**TEXT SHOWN**
________

There were 75,000 ride-share drivers registered to work in Chicago as of May, with 50,000 taking at least one trip during the month, according to Elisa Sledzinska, spokesperson for the city’s Department of Business Affairs and Consumer Protection, which regulates the industry.

This year, the city received 98 consumer complaints against ride-share drivers and companies from January through July, Sledzinska said. Ride-share complaints can encompass driver conduct, payment issues, unsafe driving and vehicle condition.

Lenny Sanchez, director of the Illinois chapter of the Independent Drivers Guild, which has about 10,000 members in the Chicago area, is skeptical the audio recording feature will do much to deter bad behavior, especially by passengers.

“It’s just more or less fluff,” Sanchez said. “So it sounds good to the drivers and sounds good to the users just to create a sense of security to build up their brand.”

Uber was forced to navigate state-by-state privacy laws to add the recording feature to its app. Illinois is a two-party-consent state, which means it is illegal in most circumstances to record a private conversation unless all parties agree to it.

Uber is rolling out a new safety feature Wednesday in Chicago that will allow drivers and passengers to record audio during the ride to deter conflicts. A notification in the app indicates when either party has enabled the feature.
Uber is rolling out a new safety feature Wednesday in Chicago that will allow drivers and passengers to record audio during the ride to deter conflicts. A notification in the app indicates when either party has enabled the feature. (Uber)

When hailing a ride, drivers and passengers will be notified if either party has enabled the audio recording feature. Accepting the ride provides tacit consent to be recorded, Kansal said.

“Effectively when you’re on a trip, both parties can record, neither party record or either party record,” he said. “So all combinations are possible.”

Kansal said they have not seen riders or drivers cancel in other markets when notified that the other party may record the trip.

To assuage privacy concerns, the audio files are encrypted, meaning neither the driver nor the rider can listen to them on their devices. The recording can be decrypted if a rider or driver submits the file as part of a safety report to Uber. As in “Mission: Impossible,” the audio file will self-destruct after seven days if no action is taken.

The audio recording feature is the latest effort by Uber to enhance safety in the ride-sharing industry. In 2021, with carjackings on the rise in Chicago and other markets, Uber launched a nationwide verification program for riders using anonymous payment methods as a safety measure to protect drivers.

“That has actually helped a lot in terms of both stopping certain riders who may have the wrong intent, but also making drivers more comfortable,” Kansal said.

Sanchez said the verification program was a step in the right direction, but didn’t go far enough to protect drivers. Ride-sharing, he said, remains a risky business for drivers in Chicago.

“They may have slightly dropped from what they were at the peak during the pandemic, but carjackings and assaults of drivers are still happening on a daily basis,” he said.

________

**DATA EXCERPTS**

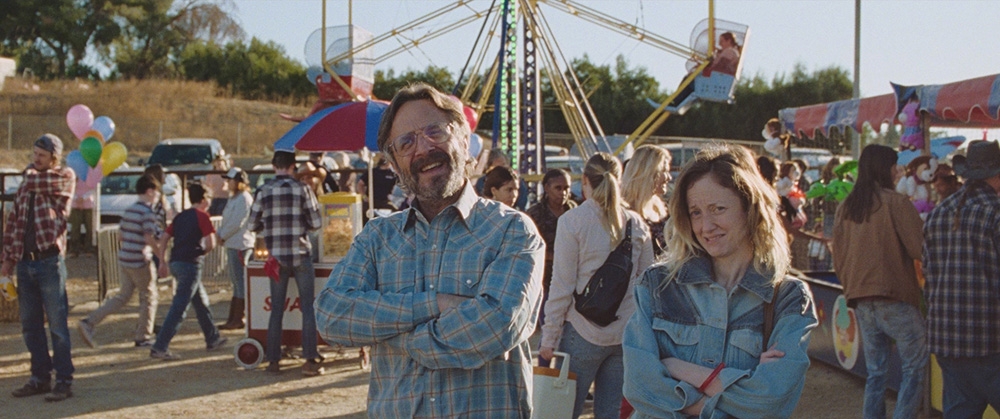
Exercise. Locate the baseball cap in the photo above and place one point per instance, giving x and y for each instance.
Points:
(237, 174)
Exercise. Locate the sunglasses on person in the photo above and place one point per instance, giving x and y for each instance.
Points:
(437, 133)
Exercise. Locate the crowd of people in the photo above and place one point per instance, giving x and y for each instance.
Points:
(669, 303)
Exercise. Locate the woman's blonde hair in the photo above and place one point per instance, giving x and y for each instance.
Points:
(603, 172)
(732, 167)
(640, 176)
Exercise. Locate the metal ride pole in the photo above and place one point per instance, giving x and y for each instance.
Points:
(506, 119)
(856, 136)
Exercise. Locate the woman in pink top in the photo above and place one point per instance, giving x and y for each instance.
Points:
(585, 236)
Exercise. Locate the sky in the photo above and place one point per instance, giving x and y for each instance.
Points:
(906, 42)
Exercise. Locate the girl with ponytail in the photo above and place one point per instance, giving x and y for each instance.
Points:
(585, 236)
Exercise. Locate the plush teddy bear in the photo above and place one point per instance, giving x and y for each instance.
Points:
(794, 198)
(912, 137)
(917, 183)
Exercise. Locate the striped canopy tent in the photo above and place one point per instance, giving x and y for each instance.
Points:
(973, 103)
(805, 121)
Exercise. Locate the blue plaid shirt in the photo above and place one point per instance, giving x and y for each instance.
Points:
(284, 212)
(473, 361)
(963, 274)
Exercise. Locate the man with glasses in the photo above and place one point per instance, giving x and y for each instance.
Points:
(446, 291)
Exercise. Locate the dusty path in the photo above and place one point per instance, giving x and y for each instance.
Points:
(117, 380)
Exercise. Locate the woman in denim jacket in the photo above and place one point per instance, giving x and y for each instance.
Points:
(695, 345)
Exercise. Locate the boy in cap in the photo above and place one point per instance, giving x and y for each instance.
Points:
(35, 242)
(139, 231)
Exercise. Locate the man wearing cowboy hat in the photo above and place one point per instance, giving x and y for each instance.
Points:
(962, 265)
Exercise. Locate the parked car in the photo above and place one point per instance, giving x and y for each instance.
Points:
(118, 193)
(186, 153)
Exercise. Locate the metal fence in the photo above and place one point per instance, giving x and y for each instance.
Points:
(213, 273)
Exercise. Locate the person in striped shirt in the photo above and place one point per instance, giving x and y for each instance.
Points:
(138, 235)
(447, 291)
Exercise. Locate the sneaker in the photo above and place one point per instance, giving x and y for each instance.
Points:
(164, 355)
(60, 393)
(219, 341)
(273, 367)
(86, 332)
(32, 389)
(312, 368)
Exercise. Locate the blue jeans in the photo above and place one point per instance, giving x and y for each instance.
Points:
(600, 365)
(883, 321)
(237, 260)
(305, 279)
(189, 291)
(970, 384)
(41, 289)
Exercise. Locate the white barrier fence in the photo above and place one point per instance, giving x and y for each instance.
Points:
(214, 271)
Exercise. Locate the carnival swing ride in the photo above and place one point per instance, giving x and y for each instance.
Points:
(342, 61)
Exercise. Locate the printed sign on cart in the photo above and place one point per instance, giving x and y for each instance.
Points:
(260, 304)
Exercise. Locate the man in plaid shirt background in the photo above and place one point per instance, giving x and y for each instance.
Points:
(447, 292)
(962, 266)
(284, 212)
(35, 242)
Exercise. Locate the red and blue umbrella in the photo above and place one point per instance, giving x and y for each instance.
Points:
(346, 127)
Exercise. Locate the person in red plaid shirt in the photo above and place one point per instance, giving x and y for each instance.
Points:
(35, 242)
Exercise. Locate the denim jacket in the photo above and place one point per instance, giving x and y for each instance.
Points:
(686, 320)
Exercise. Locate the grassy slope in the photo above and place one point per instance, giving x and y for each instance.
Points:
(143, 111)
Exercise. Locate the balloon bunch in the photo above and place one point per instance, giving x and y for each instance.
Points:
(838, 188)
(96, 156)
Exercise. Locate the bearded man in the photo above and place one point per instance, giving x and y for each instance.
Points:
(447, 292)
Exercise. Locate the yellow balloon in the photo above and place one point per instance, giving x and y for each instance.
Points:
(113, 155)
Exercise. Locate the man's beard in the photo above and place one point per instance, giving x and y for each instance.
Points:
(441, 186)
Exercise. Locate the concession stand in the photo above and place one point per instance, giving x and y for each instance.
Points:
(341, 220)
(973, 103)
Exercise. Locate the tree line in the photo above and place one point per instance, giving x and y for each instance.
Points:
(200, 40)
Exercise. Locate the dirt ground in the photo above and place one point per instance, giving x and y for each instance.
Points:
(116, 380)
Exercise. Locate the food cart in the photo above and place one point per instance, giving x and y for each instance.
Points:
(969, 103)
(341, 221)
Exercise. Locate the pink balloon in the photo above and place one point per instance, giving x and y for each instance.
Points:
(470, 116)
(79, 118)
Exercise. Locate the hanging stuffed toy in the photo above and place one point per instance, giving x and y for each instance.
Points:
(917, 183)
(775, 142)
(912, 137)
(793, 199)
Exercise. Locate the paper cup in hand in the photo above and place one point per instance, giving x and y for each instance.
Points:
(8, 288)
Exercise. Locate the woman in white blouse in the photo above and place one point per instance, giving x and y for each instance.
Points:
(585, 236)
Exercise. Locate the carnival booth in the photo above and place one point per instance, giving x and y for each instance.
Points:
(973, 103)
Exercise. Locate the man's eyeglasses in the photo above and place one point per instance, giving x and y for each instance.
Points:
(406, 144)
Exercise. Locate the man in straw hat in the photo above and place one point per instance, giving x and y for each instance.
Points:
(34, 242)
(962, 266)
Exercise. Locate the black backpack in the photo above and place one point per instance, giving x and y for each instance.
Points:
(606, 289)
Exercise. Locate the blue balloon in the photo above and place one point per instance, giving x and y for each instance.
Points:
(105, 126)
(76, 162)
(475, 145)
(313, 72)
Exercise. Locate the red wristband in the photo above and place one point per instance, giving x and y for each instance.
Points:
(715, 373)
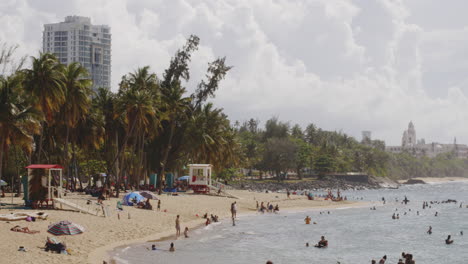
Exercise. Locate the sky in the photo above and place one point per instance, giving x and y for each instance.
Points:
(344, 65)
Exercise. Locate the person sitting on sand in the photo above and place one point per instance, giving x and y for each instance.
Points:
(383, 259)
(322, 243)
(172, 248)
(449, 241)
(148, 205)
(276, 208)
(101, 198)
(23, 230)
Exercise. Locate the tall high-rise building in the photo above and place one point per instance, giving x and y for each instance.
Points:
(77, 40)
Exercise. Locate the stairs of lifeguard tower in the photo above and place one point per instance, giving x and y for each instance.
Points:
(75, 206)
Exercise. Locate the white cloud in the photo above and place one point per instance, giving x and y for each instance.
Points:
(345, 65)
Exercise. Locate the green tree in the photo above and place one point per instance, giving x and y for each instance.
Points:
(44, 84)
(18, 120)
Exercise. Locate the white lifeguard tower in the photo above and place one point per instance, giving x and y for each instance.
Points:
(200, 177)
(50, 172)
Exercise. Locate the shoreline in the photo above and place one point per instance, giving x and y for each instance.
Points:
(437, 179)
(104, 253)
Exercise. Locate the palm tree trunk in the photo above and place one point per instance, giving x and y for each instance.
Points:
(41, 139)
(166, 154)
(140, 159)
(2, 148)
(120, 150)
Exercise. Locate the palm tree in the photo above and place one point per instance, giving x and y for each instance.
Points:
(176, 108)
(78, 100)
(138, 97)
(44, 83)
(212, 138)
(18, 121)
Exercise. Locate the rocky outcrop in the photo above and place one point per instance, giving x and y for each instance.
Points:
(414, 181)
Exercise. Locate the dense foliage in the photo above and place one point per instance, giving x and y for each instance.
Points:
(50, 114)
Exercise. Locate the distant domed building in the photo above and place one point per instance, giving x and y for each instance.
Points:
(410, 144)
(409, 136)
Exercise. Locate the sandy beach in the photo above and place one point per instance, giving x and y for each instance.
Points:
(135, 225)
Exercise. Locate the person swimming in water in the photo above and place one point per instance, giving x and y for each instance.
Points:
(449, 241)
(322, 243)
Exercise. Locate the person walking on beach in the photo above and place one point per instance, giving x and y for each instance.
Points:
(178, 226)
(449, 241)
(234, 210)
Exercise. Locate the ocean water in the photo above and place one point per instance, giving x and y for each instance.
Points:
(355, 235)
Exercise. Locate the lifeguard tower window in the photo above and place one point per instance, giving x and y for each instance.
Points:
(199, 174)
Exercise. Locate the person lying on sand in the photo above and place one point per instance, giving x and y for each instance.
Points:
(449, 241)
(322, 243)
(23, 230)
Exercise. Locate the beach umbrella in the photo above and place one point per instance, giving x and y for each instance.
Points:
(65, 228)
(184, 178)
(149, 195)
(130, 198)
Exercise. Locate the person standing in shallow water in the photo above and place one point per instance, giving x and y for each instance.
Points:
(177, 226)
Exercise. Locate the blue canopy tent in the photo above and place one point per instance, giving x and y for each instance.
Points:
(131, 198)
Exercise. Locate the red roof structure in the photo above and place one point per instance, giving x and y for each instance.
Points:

________

For each statement below, answer yes or no according to the article about Uber's audio recording feature, and quote the words of the article that decide it.
(a) The city received 98 consumer complaints against ride-share drivers and companies from January through July.
(b) Drivers and riders can listen to the encrypted audio files on their devices.
(c) The Independent Drivers Guild has about 75,000 members in the Chicago area.
The material has no connection to the article about Uber's audio recording feature.

**EXPECTED OUTPUT**
(a) Yes: "the city received 98 consumer complaints against ride-share drivers and companies from January through July"
(b) No: "neither the driver nor the rider can listen to them on their devices"
(c) No: "which has about 10,000 members in the Chicago area"